> **THE PROBLEM**
Each entry is to be output precisely as it appears.
※ ※ ※
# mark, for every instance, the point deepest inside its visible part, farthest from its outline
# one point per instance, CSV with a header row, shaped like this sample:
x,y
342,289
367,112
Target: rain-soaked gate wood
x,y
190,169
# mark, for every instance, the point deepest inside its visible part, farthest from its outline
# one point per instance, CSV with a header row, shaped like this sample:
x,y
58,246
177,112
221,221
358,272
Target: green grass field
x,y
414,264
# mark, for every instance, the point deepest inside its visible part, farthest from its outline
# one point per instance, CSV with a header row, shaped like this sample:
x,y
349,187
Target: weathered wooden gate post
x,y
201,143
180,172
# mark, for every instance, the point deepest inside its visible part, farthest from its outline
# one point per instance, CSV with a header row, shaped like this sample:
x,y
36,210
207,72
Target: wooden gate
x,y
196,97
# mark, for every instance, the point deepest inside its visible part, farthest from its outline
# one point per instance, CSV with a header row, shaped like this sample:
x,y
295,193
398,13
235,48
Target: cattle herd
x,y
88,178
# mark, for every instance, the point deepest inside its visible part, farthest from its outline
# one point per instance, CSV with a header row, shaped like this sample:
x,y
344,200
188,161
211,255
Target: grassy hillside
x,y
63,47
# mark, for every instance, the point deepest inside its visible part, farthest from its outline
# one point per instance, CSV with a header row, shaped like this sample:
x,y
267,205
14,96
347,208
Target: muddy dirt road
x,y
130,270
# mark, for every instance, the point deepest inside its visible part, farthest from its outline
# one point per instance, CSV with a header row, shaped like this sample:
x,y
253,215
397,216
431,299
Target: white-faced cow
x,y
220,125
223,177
※ ※ ※
> **COMPLETED TASK**
# mark, for every instance, the point deepest inside its visible part, farthest from its outline
# one point per instance, CSV with a header row, shaped like this sample:
x,y
342,289
367,112
Target: rain-soaked gate wood
x,y
190,169
# mark, for every instance, the point deepest inside its visible part, farthest from its outline
# one point per instance, CSV with a header row, shaped like this sample:
x,y
58,246
177,112
221,221
358,272
Target: green grass field
x,y
414,264
# mark, for every instance, the point deepest inside its visible part, farthest from its outline
# one point per instance, CSV with a header row, shaped like this sample:
x,y
349,187
Target: weathered wooden gate post
x,y
201,143
180,172
# mark, for every instance, the point deepest inside its visible part, farthest from its outline
# one point per instance, CSV with a header row, shaped like this sample:
x,y
36,210
207,72
Target: wooden gate
x,y
196,97
# mark, for every instance, the point deepest inside its visible part, farthest from its outline
# one point per instance, CSV with a header row, shaped like this sample:
x,y
295,193
398,13
235,48
Target: cattle herd
x,y
88,178
# mark, for every instance, the point deepest inside its visible part, farthest from its outline
# one point per instance, CSV with a header row, shaped like this sample:
x,y
344,200
188,161
211,255
Target: grassy hillside
x,y
63,47
# mark, for every instance, the point deepest inside its visible part, farthest from its outline
# one point per instance, CSV with a header row, shaped like this sample:
x,y
267,205
14,96
347,208
Target: muddy dirt road
x,y
130,270
# mark, for every instance, the point deepest inside its visible part, farthest from its outline
# one point per instance, CSV with a header row, shaped like this sample:
x,y
253,215
397,216
431,299
Target: white-faced cow
x,y
220,125
223,177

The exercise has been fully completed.